Non ci servono macerie in ottima salute
30 ottobre 2020
Il 2020 non sarà ricordato come un anno glorioso per il Parlamento di questo Cantone. A parecchi cittadini non siamo affatto mancati, durante la sospensione della democrazia, e altri potrebbero ora convincersi che, in fondo, siamo irrilevanti. Lo dico perché mi sembra che molti abbiano intuito che affrontare questa crisi sanitaria sia pericoloso (se non con il senno di poi): meno scivoloso dunque orientarsi su altri temi – di certo rispettabili, ma sicuramente non così urgenti. Così facendo rischiamo di perdere la fiducia dei cittadini, ma non solo: le scelte evitate oggi ci fanno contrarre debiti enormi a livello economico, finanziario, sociale, formativo, relazionale.
Non possiamo restare passivi di fronte al dibattito in corso nel resto della Svizzera, senza denunciare le derive inquietanti che lo agitano. Il rischio è di finire come la famosa rana nella pentola, perché l’acqua attorno a noi si è già parecchio scaldata: presto potremmo scoprirci bolliti in quel brodo di divieti, dirigismo, centralismo, paternalismo e ostilità ai giovani che alcune forze politiche stanno somministrando, indisturbate, alla popolazione. Ecco perché faremmo bene a parlare forte e chiaro, dichiarando inammissibile lo scenario di un Paese «sanissimo ma in macerie», sulle quali alcuni sognano (oggi come ieri) di costruire sistemi estranei a quelli sui quali si basa la Svizzera che conosciamo.
Affrontare questa crisi da liberali significa lottare per la vera normalità nella scuola, che difende l’uguaglianza di opportunità, e cercare di frenare la voragine nei conti pubblici, così da non lasciare debiti insostenibili alle future generazioni. Significa battersi affinché il mondo delle imprese e del lavoro non subisca altre frenate, che potrebbero risultargli fatali. Significa rifiutare di lasciare campo libero all’invadenza dei poteri pubblici, spacciata con il pretesto sempre comodo della «sicurezza». Significa ripetere ad alta voce una verità incontestabile: che la qualità della nostra sanità dipende dalla ricchezza del nostro Paese.

**Materiale fornito**:

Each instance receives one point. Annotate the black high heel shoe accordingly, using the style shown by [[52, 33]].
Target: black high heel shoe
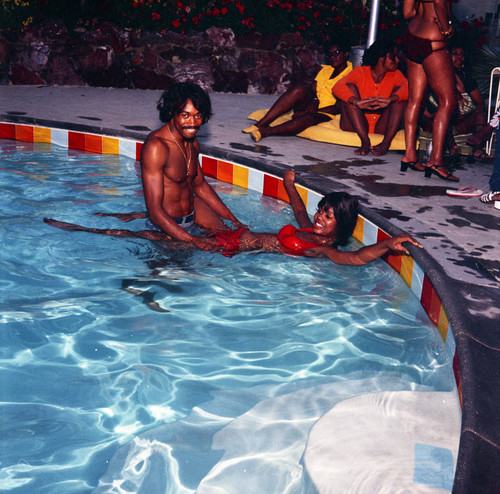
[[412, 165], [430, 169]]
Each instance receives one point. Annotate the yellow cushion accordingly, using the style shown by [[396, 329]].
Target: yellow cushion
[[331, 132]]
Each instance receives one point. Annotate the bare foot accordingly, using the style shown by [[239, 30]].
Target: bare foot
[[379, 149], [363, 150]]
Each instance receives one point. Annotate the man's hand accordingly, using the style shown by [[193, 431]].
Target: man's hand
[[289, 177], [395, 244], [204, 243], [237, 223]]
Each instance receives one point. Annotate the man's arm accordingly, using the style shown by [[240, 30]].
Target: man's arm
[[205, 192], [153, 157], [298, 206]]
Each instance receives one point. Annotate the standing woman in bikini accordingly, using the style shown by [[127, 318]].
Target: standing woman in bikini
[[428, 64]]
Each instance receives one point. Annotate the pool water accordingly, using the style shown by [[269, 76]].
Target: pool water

**Consegna 1**: Nel testo sulla crisi sanitaria, da che cosa dipende la qualità della sanità?
**Consegna 2**: Trasforma in un elenco puntato il paragrafo del testo sulla crisi sanitaria che comincia con «Affrontare questa crisi da liberali», conservandone i fatti principali.
**Consegna 3**: Scrivi il seguito del testo sulla crisi sanitaria a partire dal punto in cui si ferma.

**Risposta 1**: Dalla ricchezza del Paese.

**Risposta 2**:
Affrontare la crisi da liberali significa:
- lottare per la vera normalità nella scuola, che difende l'uguaglianza di opportunità;
- frenare la voragine nei conti pubblici, per non lasciare debiti insostenibili alle future generazioni;
- battersi perché imprese e lavoro non subiscano altre frenate, che potrebbero risultare fatali;
- rifiutare l'invadenza dei poteri pubblici, giustificata con il pretesto della «sicurezza»;
- ripetere che la qualità della sanità dipende dalla ricchezza del Paese.

**Risposta 3**:
Amici dallo spirito liberale, alziamo i guantoni e spingiamoci fuori dall’angolo in cui ci siamo lasciati cacciare: diciamo a tutti che difendere l’economia non significa volere la morte in massa dei nostri amati nonni, e che rifiutare di cedere alla classe medica tutto il potere decisionale non significa servire il dio denaro. Come liberali vogliamo proteggere le persone nella loro interezza, che va al di là della semplice salute fisica, e ricordiamoci il nostro spirito critico quando piovono restrizioni, limitazioni, sensi di colpa e subdole pressioni sociali – forze che, alla lunga, corrodono le basi stesse della nostra società.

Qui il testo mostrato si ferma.